### Task details
How many lines in the material below contain the string "patterned"? Case counts, and your reply should be the number alone.

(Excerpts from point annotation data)
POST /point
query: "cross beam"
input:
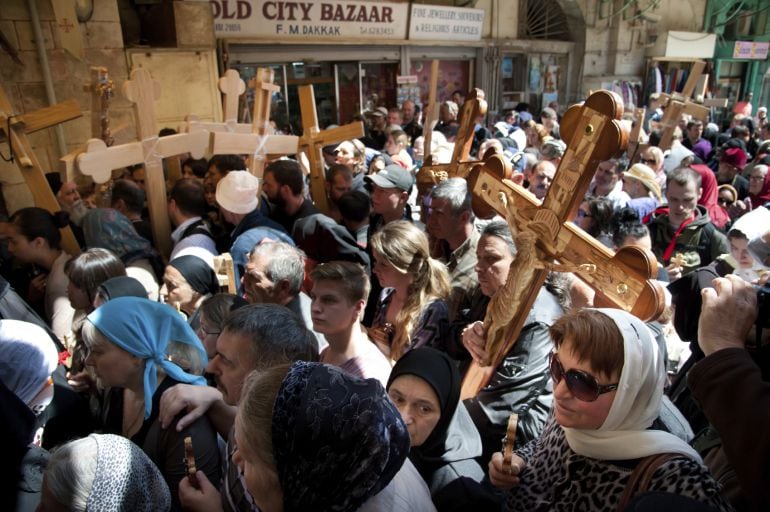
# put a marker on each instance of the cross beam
(14, 129)
(313, 140)
(544, 233)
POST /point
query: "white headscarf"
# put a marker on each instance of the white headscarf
(27, 359)
(624, 435)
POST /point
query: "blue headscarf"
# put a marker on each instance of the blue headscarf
(144, 328)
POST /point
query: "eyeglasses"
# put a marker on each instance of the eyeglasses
(581, 384)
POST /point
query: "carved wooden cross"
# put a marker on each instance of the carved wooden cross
(98, 161)
(682, 103)
(431, 113)
(430, 174)
(259, 142)
(546, 233)
(313, 140)
(14, 129)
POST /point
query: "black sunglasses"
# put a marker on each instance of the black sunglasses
(582, 385)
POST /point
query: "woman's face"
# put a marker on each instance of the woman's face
(418, 405)
(493, 262)
(208, 335)
(757, 179)
(176, 289)
(261, 478)
(569, 410)
(114, 366)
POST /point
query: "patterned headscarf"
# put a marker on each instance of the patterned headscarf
(337, 439)
(198, 274)
(625, 433)
(126, 480)
(144, 329)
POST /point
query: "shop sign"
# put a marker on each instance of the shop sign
(310, 20)
(750, 50)
(438, 22)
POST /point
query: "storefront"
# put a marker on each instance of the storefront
(363, 55)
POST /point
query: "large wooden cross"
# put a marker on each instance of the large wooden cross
(259, 143)
(98, 160)
(14, 129)
(430, 174)
(313, 140)
(677, 104)
(545, 233)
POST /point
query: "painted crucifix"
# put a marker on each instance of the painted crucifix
(459, 166)
(14, 129)
(545, 235)
(98, 160)
(313, 140)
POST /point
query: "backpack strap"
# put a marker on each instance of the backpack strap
(641, 477)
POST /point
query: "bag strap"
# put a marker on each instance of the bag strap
(640, 478)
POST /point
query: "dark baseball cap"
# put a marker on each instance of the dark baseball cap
(392, 176)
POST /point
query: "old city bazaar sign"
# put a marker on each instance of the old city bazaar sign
(332, 20)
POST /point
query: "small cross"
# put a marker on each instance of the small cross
(66, 26)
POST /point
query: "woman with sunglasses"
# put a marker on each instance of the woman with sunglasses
(608, 382)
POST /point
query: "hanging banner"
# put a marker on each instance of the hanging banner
(438, 22)
(332, 20)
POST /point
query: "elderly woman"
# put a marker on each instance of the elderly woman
(412, 309)
(140, 348)
(425, 386)
(608, 382)
(103, 472)
(187, 282)
(312, 437)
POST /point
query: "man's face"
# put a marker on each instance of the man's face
(339, 185)
(541, 178)
(231, 364)
(271, 188)
(605, 178)
(68, 193)
(695, 131)
(257, 287)
(407, 111)
(443, 224)
(386, 201)
(682, 200)
(330, 309)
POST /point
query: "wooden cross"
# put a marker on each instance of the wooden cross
(682, 103)
(431, 114)
(430, 174)
(544, 233)
(232, 87)
(313, 140)
(259, 143)
(98, 160)
(14, 129)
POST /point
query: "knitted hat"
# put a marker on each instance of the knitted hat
(237, 192)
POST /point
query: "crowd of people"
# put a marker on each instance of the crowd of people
(330, 378)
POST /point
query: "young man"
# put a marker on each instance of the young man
(683, 237)
(339, 294)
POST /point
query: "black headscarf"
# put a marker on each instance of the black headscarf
(198, 274)
(121, 286)
(337, 439)
(439, 371)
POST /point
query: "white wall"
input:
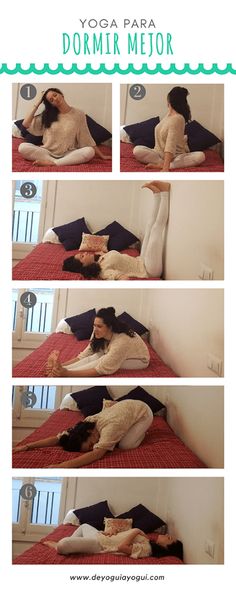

### Answer to this problem
2